>> START
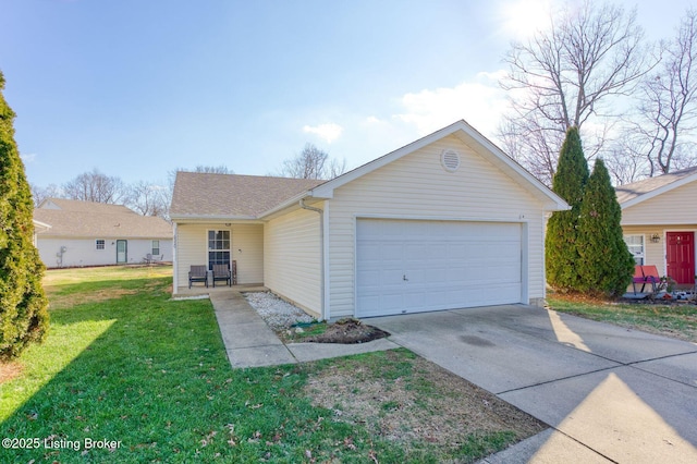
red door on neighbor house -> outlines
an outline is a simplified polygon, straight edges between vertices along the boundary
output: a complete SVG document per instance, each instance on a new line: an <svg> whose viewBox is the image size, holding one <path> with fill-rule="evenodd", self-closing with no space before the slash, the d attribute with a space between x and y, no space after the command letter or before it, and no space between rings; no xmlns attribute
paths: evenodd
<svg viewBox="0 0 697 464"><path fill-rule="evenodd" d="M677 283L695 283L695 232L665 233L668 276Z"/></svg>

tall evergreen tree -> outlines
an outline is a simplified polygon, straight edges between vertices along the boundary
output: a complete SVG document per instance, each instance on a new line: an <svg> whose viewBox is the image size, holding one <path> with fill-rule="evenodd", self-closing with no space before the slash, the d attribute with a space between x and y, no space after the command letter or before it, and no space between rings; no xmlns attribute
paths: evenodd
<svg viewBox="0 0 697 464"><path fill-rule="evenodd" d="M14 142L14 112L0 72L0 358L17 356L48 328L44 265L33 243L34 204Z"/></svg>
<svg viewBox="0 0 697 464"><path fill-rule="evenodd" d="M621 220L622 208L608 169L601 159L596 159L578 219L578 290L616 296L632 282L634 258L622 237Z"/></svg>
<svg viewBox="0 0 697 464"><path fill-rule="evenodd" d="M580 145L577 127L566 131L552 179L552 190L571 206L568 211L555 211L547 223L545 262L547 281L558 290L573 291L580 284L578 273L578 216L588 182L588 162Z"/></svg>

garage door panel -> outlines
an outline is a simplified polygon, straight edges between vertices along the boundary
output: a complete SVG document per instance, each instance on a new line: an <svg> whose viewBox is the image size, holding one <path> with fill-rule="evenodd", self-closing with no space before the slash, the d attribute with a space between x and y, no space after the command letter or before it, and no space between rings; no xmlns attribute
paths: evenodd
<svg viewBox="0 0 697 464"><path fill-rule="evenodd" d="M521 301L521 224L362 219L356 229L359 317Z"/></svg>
>> END
>> START
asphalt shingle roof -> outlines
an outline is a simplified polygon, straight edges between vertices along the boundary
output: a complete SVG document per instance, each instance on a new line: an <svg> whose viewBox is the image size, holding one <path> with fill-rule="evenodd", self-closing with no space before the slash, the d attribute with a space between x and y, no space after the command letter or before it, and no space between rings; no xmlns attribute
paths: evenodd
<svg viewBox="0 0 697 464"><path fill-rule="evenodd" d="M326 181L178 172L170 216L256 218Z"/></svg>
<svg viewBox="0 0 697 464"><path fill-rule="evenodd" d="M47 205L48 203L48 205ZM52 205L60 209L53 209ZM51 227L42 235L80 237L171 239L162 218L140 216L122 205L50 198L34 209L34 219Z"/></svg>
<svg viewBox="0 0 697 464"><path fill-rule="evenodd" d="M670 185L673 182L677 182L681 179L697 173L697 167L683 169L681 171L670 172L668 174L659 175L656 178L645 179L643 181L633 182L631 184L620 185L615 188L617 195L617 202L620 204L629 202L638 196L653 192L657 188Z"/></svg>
>> END
## TASK DETAILS
Rewrite the stretch of the listing from the line containing "garage door panel -> outlines" through the line containing "301L521 224L362 219L356", both included, as a numbered list, leaving out any blank lines.

## EXERCISE SOLUTION
1. garage door panel -> outlines
2. an outline is a simplified polygon, straight edges between vertices along the boundary
3. output: a complete SVG document per instance, each instance on a new line: an <svg> whose viewBox is the image size, holding one <path> with fill-rule="evenodd", self-closing with no space before the slash, the d attribute with a space between x and y, no space after the command letter or before it, and no space between rings; no xmlns attribute
4. paths: evenodd
5. <svg viewBox="0 0 697 464"><path fill-rule="evenodd" d="M521 301L521 224L362 219L356 229L359 317Z"/></svg>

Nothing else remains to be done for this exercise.